___ Excerpt provided
A summary at https://blog.cr.yp.to/20251004-weakened.html, or just see e.g. https://keymaterial.net/2025/11/27/ml-kem-mythbusting for an opposite voice stating the same...
The optionality of MLKEM by itself is of a similar shape to standardizing a lame DRBG that 'obviously' no one would use and anyone who would use would use the appendix parameter generation scheme that would have rendered it secure (although still slow). The reality of it was that once it was standardized NSA was able to secretly compel its use.
On one hand MLKEM by itself seems like a better choice than DUAL-EC, on the other hand that fact should make it much easier for a powerful attacker to cause a target to use it if you do have an attack that exploits this fact.
MLKEM was selected out of myriad other options through a NIST process which was directly influenced by NSA (including in manners that NIST failed to disclose and actively mislead the group about). I think this makes the commentary regarding NSA highly relevant. While it seems less like that NSA already knows of a total break in MLKEM (and indeed their influence could have been in a strengthening direction...) it's possible that their influence was motivated by things like that ease of undetectably compromising specific implementations through techniques like dopant adulteration or specialized side channel weaknesses.
If your plan it to tamper with chip mfgr or hit them with a very well aimed e-beam (e.g. to cause ion migration) after the fact then having a non-hybrid scheme is pretty obviously going to make your life much easier... Or perhaps they've taken a route similar to the one they took with Crypto AG-- this time positioning themselves as a fabless silicon vendor to sell MLKEM RTL to a market that doesn't have an implementation but already has many robust ECC implementations to choose from.
...and that's without getting into the unknown possibility of a cryptoanalytic breakthrough.
I don't think it's even safe to say that NSA would only consider NOBUS backdoors-- I don't think any of us can know how inadvisably arrogant the relevant decision makers may be and what they might consider NOBUS. Given how DUAL_EC went in Netscreen's products I think it's reasonable to argument that there is no such thing as a NOBUS backdoor when push comes to shove. Capping DES's key size is candidate example of a very much non-NOBUS weakness that NSA felt comfortable with, as one needed a particularly amount of strength to exploit it which they believed that only they had. Today, of course, a child's video game device can crack DES as a direct product of that part of their influence.
______
___ Provided material
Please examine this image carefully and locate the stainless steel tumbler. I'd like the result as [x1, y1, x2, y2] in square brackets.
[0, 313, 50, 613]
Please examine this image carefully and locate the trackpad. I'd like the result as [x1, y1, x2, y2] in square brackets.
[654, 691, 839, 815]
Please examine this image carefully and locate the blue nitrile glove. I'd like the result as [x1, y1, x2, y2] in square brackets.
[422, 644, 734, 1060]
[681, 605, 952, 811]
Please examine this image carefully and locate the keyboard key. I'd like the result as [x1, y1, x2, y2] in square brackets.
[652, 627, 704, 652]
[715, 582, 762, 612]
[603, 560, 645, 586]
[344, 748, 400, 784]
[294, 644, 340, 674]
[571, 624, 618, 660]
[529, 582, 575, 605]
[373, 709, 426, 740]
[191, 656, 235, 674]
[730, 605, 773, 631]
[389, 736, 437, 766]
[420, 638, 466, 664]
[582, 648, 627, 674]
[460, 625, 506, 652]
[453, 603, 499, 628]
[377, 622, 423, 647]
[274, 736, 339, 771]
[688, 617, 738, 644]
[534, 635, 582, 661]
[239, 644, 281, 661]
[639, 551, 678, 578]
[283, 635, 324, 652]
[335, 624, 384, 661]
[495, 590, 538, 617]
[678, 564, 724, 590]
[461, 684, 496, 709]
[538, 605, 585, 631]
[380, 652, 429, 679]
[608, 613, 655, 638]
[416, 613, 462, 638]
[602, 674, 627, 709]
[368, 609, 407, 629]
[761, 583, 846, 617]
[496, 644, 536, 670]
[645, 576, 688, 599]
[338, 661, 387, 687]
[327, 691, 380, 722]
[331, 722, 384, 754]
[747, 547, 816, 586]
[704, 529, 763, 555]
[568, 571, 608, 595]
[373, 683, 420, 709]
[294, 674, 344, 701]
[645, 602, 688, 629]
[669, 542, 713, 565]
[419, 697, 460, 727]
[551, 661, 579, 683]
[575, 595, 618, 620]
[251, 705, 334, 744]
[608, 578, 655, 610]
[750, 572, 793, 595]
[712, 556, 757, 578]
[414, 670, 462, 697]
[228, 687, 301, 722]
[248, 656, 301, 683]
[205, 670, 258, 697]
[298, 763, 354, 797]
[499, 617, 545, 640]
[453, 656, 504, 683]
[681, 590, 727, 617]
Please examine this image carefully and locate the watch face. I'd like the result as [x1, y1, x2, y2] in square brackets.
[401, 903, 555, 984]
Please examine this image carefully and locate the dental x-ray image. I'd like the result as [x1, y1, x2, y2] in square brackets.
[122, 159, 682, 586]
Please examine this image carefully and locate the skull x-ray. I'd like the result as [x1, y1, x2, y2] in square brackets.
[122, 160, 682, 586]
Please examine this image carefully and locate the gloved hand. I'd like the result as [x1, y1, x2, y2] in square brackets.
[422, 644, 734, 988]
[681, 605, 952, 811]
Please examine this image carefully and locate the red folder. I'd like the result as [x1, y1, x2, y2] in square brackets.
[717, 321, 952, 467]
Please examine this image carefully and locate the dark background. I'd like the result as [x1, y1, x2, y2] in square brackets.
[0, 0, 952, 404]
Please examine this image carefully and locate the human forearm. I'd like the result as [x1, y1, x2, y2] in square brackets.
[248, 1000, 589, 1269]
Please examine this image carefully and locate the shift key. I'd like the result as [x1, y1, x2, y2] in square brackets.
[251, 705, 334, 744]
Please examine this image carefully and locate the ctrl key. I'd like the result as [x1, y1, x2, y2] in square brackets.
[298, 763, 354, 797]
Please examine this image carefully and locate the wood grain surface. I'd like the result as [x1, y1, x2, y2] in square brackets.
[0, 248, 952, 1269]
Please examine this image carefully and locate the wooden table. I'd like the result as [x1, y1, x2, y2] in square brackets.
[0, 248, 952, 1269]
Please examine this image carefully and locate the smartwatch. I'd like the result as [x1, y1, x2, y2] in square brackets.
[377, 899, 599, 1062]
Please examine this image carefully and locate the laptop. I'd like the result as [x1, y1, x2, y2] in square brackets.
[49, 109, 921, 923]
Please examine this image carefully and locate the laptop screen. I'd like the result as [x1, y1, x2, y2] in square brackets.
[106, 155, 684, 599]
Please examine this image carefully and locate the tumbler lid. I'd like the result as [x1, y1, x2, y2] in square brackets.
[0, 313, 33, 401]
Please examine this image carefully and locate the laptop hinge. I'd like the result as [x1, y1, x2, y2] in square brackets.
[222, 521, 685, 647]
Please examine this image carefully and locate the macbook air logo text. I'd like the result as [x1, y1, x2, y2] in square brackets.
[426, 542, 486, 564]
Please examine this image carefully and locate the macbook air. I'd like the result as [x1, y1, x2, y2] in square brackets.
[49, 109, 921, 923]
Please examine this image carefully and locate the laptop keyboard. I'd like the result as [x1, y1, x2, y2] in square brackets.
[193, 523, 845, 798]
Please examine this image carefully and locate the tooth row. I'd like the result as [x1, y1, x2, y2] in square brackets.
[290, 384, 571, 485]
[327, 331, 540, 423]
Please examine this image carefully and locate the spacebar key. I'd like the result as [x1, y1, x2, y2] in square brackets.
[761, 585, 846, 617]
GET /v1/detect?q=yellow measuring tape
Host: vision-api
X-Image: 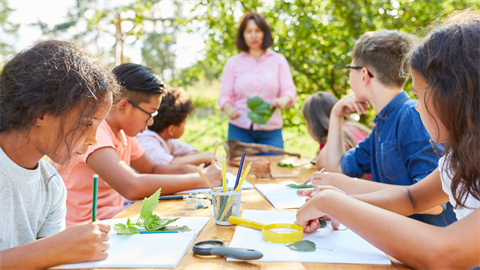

[228,216,303,244]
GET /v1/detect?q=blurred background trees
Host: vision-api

[0,0,480,156]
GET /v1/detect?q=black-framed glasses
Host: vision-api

[345,65,373,78]
[127,99,158,124]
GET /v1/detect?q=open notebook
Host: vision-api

[53,217,210,269]
[255,182,306,209]
[177,172,253,194]
[227,210,391,268]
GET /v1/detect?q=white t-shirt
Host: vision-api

[0,148,67,250]
[137,130,197,165]
[438,155,480,220]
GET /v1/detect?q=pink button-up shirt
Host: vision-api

[218,50,297,130]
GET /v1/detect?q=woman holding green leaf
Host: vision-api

[218,13,297,154]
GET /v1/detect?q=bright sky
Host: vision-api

[4,0,205,73]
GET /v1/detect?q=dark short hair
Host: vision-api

[148,88,194,133]
[235,12,273,52]
[113,63,165,104]
[0,40,121,156]
[351,30,418,87]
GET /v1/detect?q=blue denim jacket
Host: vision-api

[341,92,456,226]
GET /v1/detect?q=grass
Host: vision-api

[181,110,318,157]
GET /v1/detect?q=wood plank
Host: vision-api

[109,157,411,270]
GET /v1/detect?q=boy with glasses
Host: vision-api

[56,64,222,226]
[312,30,456,226]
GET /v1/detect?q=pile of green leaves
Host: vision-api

[287,183,313,188]
[247,97,275,125]
[113,188,190,235]
[277,162,297,168]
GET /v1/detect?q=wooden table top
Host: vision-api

[114,156,411,270]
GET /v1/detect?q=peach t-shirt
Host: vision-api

[54,121,144,227]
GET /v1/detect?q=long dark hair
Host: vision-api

[0,40,120,160]
[408,11,480,207]
[235,12,273,52]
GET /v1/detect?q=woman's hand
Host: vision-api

[223,103,242,120]
[270,96,292,110]
[331,94,370,117]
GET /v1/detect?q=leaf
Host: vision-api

[286,240,317,252]
[287,183,313,188]
[140,188,162,219]
[247,97,275,125]
[277,162,297,168]
[113,223,140,235]
[185,198,212,209]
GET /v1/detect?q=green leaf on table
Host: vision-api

[286,240,317,252]
[287,183,313,188]
[140,188,162,219]
[247,97,275,125]
[277,162,297,168]
[113,223,140,235]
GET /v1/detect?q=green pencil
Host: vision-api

[92,174,98,221]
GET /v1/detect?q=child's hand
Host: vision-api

[223,103,241,120]
[331,94,370,117]
[201,151,216,164]
[295,192,340,233]
[205,164,223,187]
[58,221,110,263]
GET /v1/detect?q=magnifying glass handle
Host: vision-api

[210,247,263,260]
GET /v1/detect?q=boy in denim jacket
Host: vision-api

[312,30,456,226]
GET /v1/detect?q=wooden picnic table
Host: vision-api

[114,156,411,270]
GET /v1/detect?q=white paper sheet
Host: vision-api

[176,172,253,194]
[53,217,210,269]
[227,210,391,264]
[255,181,306,209]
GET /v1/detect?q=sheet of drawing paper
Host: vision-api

[227,210,391,264]
[53,217,210,269]
[177,172,253,194]
[255,182,306,209]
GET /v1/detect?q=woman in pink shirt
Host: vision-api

[218,13,297,154]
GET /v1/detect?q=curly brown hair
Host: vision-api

[0,40,121,155]
[351,30,418,87]
[408,11,480,207]
[148,88,194,133]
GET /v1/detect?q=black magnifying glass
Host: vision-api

[192,240,263,260]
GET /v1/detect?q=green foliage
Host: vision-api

[113,188,190,235]
[285,240,317,252]
[247,97,276,125]
[287,183,313,188]
[0,0,20,62]
[176,0,480,127]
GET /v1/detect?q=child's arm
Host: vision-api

[87,147,222,200]
[297,172,480,269]
[0,222,110,269]
[170,152,213,166]
[326,94,369,173]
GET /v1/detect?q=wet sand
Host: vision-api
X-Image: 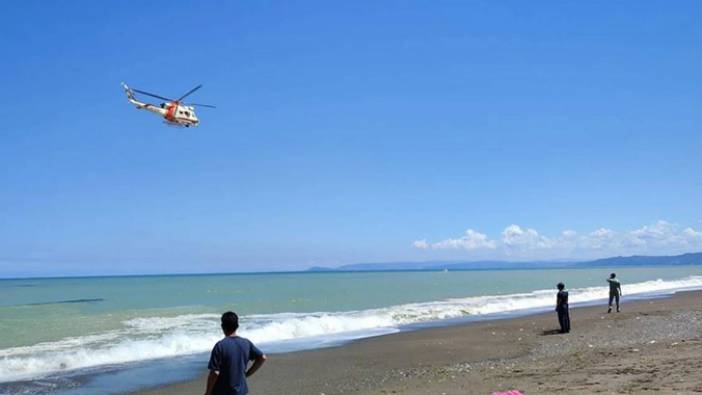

[137,292,702,395]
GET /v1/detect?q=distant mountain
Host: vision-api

[308,252,702,272]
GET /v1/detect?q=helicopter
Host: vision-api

[122,82,216,128]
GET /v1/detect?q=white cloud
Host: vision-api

[412,229,497,251]
[502,225,554,250]
[413,220,702,259]
[412,240,429,250]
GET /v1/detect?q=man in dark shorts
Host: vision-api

[556,283,570,333]
[607,273,622,313]
[205,311,266,395]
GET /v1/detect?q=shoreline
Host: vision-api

[131,291,702,395]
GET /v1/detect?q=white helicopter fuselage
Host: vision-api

[123,84,200,127]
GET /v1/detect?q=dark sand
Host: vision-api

[133,292,702,395]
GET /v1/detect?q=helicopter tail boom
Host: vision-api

[122,82,166,116]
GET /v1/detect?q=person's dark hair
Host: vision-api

[222,311,239,334]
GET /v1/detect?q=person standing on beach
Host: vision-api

[556,283,570,333]
[205,311,266,395]
[607,273,622,313]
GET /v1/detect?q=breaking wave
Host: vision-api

[0,276,702,383]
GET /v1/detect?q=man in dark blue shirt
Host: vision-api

[205,311,266,395]
[556,283,570,333]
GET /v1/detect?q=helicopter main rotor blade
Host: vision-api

[188,103,217,108]
[132,89,175,102]
[177,84,202,101]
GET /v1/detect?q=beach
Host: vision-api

[136,291,702,395]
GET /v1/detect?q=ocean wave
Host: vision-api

[0,276,702,383]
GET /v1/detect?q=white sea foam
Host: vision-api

[0,276,702,382]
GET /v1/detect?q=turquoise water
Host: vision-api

[0,266,702,394]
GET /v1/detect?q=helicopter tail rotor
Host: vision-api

[121,82,134,99]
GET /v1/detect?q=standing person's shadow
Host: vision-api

[541,329,561,336]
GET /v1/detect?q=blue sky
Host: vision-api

[0,1,702,276]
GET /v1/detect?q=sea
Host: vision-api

[0,266,702,395]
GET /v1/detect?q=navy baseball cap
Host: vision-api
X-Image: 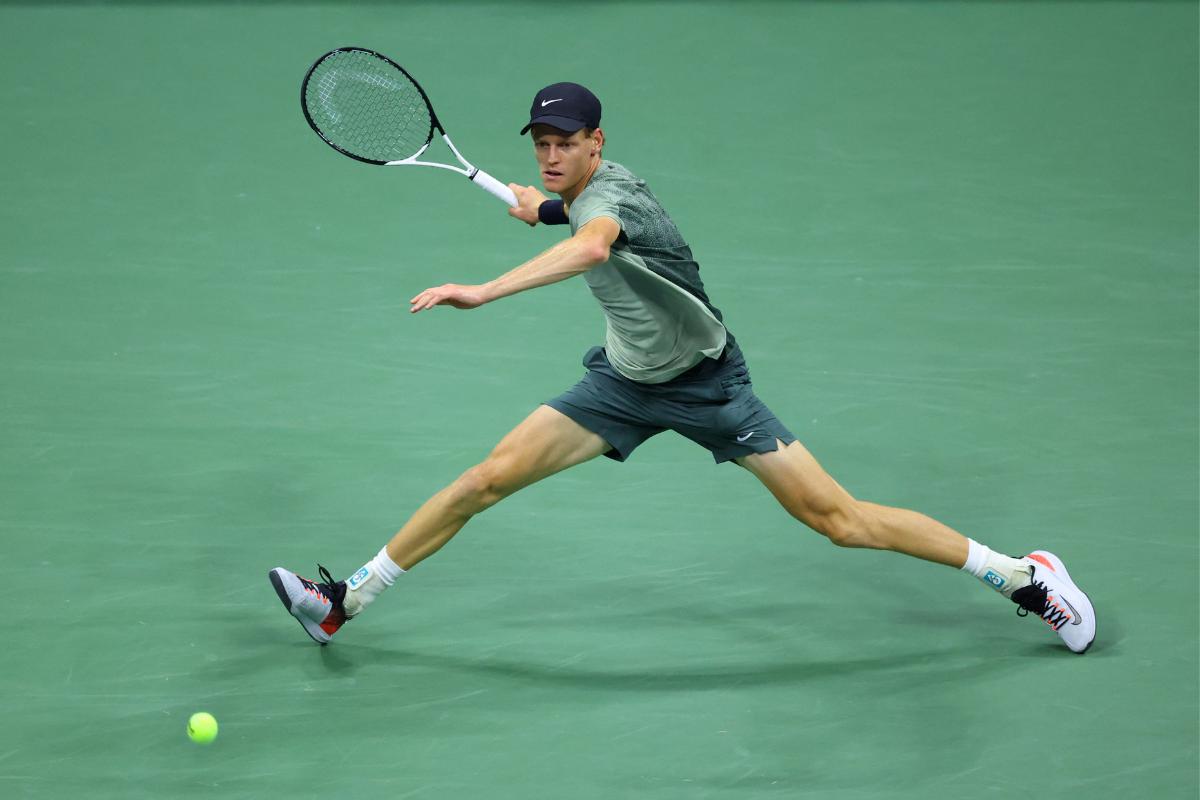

[521,83,600,136]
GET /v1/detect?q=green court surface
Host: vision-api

[0,2,1200,800]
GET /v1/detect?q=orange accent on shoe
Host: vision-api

[1025,553,1055,572]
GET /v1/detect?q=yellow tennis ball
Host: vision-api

[187,711,217,745]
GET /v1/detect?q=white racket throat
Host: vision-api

[384,133,517,206]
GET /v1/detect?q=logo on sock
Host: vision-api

[983,570,1008,591]
[346,566,371,589]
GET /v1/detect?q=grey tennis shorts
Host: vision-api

[546,344,796,464]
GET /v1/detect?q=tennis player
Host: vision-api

[270,83,1096,652]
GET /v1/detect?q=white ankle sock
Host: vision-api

[962,539,1030,597]
[342,547,404,616]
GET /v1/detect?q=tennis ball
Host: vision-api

[187,711,217,745]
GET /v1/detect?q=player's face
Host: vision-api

[533,125,604,194]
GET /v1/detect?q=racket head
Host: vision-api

[300,47,445,164]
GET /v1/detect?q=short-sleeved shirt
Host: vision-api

[568,161,733,384]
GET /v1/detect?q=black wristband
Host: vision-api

[538,200,570,225]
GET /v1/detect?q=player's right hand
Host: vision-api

[509,184,546,228]
[408,283,487,314]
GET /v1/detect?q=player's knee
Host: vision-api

[455,458,516,515]
[805,504,875,548]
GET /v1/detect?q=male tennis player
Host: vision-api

[270,83,1096,652]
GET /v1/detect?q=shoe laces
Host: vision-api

[1013,581,1050,616]
[317,564,346,608]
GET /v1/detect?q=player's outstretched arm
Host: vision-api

[409,217,620,314]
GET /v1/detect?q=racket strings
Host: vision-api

[305,50,433,162]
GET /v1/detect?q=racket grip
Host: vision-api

[470,169,517,206]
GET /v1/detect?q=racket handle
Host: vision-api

[470,169,517,206]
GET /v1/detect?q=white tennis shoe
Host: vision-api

[1012,551,1096,654]
[268,564,348,644]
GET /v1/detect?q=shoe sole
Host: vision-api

[1030,551,1099,656]
[266,567,330,646]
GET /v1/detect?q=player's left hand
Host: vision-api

[408,283,487,314]
[509,184,546,228]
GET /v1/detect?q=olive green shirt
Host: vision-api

[568,161,733,384]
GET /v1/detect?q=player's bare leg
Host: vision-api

[269,405,610,644]
[385,405,610,570]
[738,441,1096,652]
[738,441,968,567]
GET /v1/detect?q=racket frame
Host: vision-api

[300,47,517,206]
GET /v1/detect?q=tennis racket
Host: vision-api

[300,47,517,206]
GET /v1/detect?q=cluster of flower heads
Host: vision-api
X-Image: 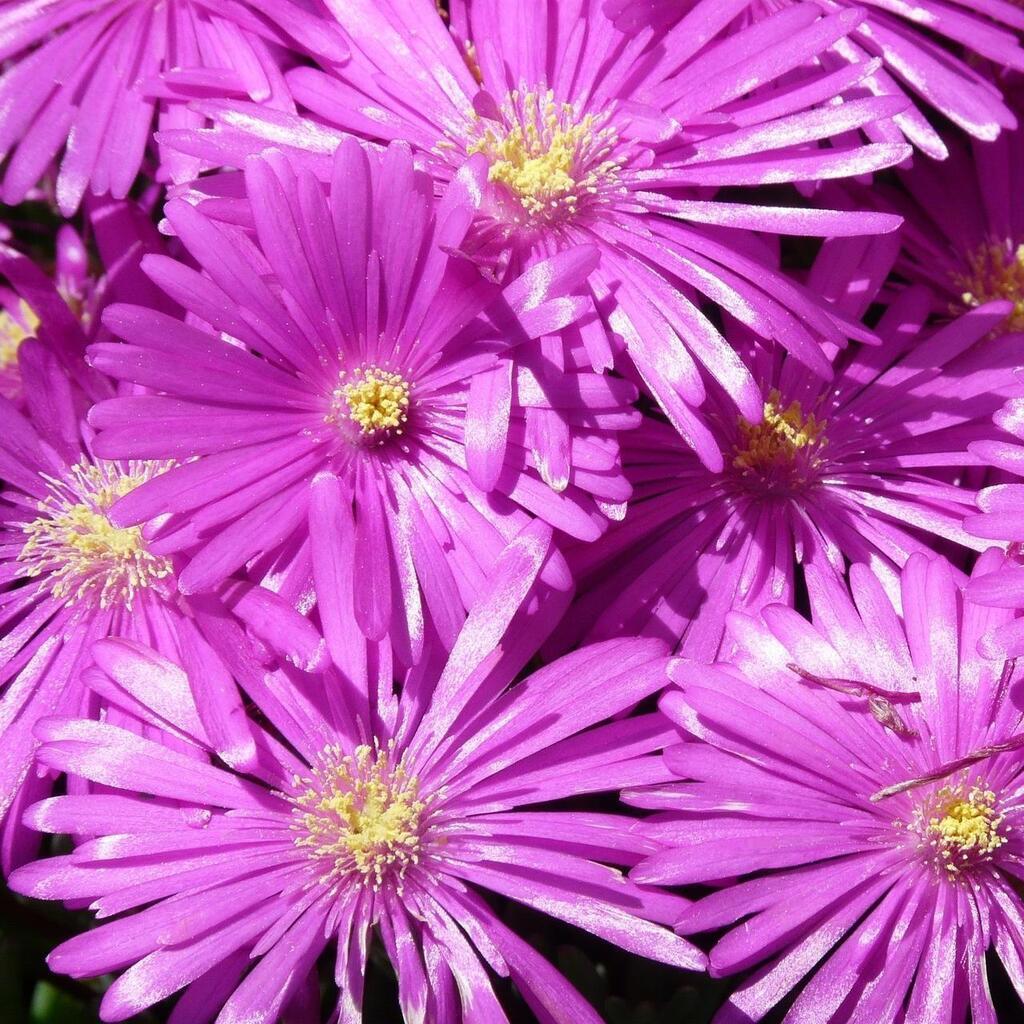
______
◆ **Problem requirements**
Resume the comment on ML-KEM and NSA influence, starting right after its last sentence about DES being cracked on a child's video game device.

◆ **Task output**
Not a great track record when fear of "store and decrypt later" attacks is much of what motivates the use of PQ key agreement today.
The consistent aggression five-eyes affiliated cryptographic-intelligence groups have had for hybrid schemes is truly difficult to comprehend-- given that practically everyone else considers them obviously prudent in all cases where the resource costs permit -- and I think this justifies the utmost concern and caution. And in terms of caution hybrid schemes are table stakes.
A major theme of DJB's cryptographic security advocacy is that cryptographic security is often as much about what you don't offer as it is what you do. A completently engineered security product is misuse resistant and it's not completely clear to me that a standard which offers the choice of a non-hybrid mlkem qualifies as misuse resistant.
That said, there are plenty of drafts that are in no way misuse resistant. :)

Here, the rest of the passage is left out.